- **Stated goal**
Set down exactly, and only, the lines from the one with "Check that every instance of the sneaker" to the final line of the entries, both included.

- **Data rows**

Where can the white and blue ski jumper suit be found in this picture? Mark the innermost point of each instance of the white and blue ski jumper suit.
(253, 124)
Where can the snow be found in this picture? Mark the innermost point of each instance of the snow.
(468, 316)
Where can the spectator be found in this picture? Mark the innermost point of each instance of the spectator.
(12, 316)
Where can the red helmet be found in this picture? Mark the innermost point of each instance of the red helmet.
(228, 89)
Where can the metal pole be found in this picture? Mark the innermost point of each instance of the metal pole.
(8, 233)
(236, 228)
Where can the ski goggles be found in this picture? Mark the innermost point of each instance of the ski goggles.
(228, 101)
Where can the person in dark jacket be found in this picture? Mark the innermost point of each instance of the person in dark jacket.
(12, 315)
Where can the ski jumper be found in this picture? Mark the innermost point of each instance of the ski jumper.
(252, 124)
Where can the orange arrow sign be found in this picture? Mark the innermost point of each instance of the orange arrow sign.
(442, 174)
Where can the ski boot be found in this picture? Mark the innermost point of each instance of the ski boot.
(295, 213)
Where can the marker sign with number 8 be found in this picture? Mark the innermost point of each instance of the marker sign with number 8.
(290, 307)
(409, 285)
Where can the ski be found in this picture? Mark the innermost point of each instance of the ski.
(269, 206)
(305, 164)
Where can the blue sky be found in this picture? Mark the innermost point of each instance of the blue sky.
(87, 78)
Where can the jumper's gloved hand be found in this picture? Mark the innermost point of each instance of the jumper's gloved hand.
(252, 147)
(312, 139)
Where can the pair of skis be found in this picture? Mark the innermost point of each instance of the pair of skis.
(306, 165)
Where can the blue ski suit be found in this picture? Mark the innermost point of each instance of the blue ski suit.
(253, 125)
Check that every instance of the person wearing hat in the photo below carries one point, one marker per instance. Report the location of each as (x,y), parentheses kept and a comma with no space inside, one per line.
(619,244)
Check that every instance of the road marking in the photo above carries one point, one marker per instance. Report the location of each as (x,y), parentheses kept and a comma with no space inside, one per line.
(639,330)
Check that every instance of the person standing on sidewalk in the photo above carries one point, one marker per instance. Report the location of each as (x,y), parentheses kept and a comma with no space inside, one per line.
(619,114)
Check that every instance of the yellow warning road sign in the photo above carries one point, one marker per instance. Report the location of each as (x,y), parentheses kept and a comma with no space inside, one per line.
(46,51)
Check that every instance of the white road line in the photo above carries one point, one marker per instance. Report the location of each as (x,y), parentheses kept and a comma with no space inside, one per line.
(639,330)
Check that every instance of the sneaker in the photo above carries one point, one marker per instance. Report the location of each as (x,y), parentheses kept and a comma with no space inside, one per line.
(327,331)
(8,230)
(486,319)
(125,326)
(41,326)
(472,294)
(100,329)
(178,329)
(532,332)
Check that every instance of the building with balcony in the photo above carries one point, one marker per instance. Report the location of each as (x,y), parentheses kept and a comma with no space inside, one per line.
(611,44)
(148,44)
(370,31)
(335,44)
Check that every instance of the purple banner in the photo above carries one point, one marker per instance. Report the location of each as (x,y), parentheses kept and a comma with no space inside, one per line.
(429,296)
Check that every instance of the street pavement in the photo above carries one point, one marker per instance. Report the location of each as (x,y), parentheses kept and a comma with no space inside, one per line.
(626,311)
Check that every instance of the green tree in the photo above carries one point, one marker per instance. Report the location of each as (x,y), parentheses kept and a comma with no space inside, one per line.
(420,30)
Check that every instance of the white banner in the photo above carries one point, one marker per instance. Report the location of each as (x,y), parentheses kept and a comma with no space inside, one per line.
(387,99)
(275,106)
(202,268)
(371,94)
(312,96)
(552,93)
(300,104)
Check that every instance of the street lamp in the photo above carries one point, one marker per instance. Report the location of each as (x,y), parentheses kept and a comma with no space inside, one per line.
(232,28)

- **Solution for this task**
Check that every instance of the sneaker in the photo above carries one point, one marker per instance. Report the location of each as (x,y), parentheses kept and a comma with no space inside, one per line.
(327,331)
(8,230)
(486,319)
(125,326)
(41,326)
(472,294)
(100,329)
(178,329)
(532,332)
Check that every instance of the building with balcony in the photo above carries one point, one marker per instance. Report the location of each as (x,y), parentheses kept and a comma with no space inside, one per line.
(611,44)
(148,44)
(370,31)
(335,44)
Check that every instance of the purple banner in the photo above carries one point, one marker per instance. Report the location of each as (x,y), parentheses kept and a comma with no space inside, one per line.
(429,296)
Check that every instance of the street pavement in the photo above carries one point, one marker per instance. Report the location of each as (x,y), parentheses kept and a comma with no space inside, one per line.
(626,311)
Check that every instance of the green tree in the photo above carries one point, one marker per instance. Report the location of each as (x,y), parentheses kept and a comma with no space inside, one per line.
(420,30)
Check that every instance of the white banner in the photo above carries one point, one marker per instance. Report the location of each as (x,y), parentheses kept and a comma with no space inside, one per line.
(387,99)
(275,106)
(202,268)
(371,94)
(312,96)
(552,93)
(300,104)
Check that every instance of the street lamp in the photo above carries one point, one marker per instance. Report the location of each as (x,y), parentheses kept and a comma with no space inside, one per line.
(232,28)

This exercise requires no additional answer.